Task statement
In the material below, find the line containing "# fill-rule: evenodd" and the line containing "158 88 L 246", then reproduce exactly both of them and every line between, and nothing else.

Study material
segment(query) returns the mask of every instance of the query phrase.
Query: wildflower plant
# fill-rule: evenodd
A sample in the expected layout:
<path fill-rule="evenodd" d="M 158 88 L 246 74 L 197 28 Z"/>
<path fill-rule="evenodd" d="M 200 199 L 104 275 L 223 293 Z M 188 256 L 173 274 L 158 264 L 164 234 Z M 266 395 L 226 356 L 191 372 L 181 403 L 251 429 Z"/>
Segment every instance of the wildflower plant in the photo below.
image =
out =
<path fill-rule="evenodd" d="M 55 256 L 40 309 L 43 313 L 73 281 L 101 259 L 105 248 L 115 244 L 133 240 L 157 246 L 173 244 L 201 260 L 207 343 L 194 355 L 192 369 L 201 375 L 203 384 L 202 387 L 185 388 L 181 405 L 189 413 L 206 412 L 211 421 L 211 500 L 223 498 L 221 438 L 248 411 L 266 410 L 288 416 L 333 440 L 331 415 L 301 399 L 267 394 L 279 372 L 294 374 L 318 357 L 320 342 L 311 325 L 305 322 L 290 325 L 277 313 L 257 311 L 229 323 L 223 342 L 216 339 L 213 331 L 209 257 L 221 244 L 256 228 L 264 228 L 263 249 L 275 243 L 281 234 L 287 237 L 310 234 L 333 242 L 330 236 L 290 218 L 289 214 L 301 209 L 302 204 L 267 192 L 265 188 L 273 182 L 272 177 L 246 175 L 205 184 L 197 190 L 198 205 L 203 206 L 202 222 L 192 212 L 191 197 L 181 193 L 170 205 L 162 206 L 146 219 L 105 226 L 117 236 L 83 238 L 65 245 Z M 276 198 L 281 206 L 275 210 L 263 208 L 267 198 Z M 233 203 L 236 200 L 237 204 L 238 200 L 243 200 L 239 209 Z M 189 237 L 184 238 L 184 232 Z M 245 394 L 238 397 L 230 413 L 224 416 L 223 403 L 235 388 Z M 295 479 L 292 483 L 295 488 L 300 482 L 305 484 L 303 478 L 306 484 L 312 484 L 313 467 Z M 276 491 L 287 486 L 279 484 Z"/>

Response area
# fill-rule: evenodd
A sample in the expected layout:
<path fill-rule="evenodd" d="M 158 88 L 246 74 L 197 28 Z"/>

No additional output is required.